### Input data

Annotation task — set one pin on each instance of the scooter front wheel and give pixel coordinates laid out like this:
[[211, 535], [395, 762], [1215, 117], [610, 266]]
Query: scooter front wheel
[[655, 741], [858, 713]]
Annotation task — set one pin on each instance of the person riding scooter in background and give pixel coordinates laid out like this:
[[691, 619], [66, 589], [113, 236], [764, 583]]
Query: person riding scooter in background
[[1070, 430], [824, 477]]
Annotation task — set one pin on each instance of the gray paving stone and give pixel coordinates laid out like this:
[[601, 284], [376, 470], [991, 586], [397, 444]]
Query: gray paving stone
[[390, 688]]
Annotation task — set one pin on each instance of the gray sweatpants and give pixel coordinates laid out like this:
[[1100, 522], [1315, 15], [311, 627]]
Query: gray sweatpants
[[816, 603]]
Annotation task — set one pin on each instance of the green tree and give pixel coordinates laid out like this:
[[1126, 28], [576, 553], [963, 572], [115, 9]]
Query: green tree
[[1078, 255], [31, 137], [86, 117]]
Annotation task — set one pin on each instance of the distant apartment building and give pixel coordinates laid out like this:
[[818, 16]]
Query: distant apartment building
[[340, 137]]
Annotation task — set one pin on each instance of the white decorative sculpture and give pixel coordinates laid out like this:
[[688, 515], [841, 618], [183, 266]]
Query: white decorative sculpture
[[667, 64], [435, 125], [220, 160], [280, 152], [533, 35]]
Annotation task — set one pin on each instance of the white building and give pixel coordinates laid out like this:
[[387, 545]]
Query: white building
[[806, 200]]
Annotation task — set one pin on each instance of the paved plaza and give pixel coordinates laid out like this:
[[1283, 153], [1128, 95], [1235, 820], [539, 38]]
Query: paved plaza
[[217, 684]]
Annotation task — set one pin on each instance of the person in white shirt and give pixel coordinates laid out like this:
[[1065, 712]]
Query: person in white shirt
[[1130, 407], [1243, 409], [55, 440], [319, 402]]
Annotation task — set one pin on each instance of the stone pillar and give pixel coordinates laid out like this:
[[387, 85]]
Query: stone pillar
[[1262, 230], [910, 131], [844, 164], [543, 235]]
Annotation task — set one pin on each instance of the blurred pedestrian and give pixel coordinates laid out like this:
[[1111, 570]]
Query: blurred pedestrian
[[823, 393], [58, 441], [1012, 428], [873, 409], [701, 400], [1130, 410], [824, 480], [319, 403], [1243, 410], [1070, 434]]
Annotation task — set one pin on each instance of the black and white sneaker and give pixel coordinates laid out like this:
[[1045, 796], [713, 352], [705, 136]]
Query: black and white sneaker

### Directions
Can you quote exactly the lines from the one containing "of the stone" through the last line of the records above, and nothing else?

### Result below
Annotation task — set one pin on each instance of the stone pillar and give pixel coordinates laid out like this:
[[387, 85]]
Query: stone pillar
[[1262, 230], [910, 131], [844, 164], [543, 235]]
Annotation task — set one pin on each instance of the blurred pedestrian and give pixel coordinates laid out like this:
[[1111, 570]]
Query: blurred pedestrian
[[823, 393], [58, 441], [1012, 428], [873, 409], [701, 400], [1130, 410], [824, 480], [319, 403], [1243, 410], [1070, 434]]
Annotation task — set one pin on each instance of the black and white sneaker and give pixel coordinates laid out like this:
[[1045, 796], [713, 352], [705, 136]]
Query: black and white sneaker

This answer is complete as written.